STORED DATA =
------------------------------------
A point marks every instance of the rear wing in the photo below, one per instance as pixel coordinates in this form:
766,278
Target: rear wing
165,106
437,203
------------------------------------
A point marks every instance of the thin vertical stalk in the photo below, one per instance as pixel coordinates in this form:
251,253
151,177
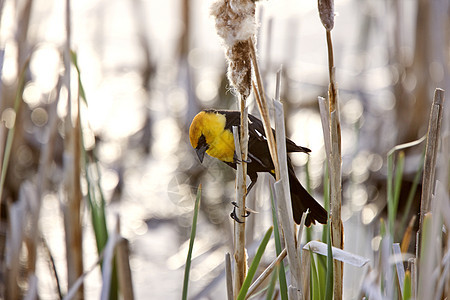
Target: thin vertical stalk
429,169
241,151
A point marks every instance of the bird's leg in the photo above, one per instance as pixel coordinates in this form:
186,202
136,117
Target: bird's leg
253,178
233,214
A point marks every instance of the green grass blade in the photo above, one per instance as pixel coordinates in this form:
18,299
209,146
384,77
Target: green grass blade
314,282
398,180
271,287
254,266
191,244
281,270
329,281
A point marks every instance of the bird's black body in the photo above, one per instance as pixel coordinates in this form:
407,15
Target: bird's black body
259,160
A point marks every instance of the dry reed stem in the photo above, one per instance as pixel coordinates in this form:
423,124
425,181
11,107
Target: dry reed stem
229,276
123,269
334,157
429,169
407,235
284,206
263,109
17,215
------------------------------------
SHORT TASK =
Show every line in the listing above that contains the word "body", copying each such line in full.

OUTPUT FOR THIS EXERCISE =
A point marks every instance of the bird's black body in the photo above, one per instance as pixel coordinates in this form:
Target: bird's black body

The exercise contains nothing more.